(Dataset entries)
========================================================================

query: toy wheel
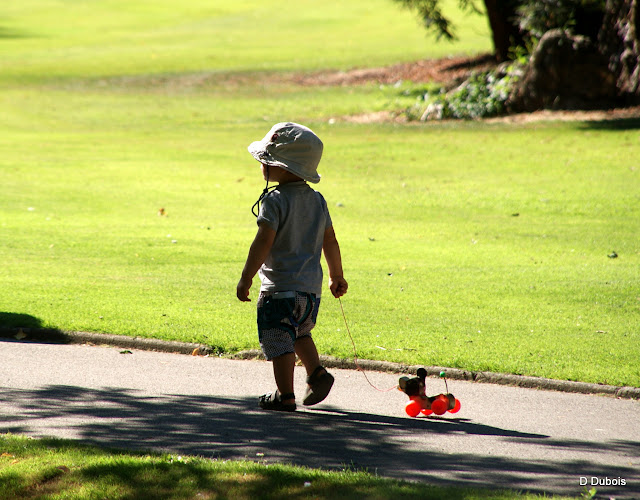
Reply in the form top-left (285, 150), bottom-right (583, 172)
top-left (431, 398), bottom-right (449, 415)
top-left (404, 400), bottom-right (422, 417)
top-left (449, 399), bottom-right (460, 413)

========================================================================

| THE TASK |
Please recast the entries above as a two-column CSV with the headers "query_text" and "answer", giving one row per entry, putting each field in double quotes, and turning any line breaks into spaces. Leave the pictures out.

| FULL ANSWER |
query_text,answer
"query: toy wheel Reply in the form top-left (285, 150), bottom-right (583, 172)","top-left (431, 398), bottom-right (449, 415) top-left (404, 400), bottom-right (422, 417) top-left (449, 399), bottom-right (460, 413)"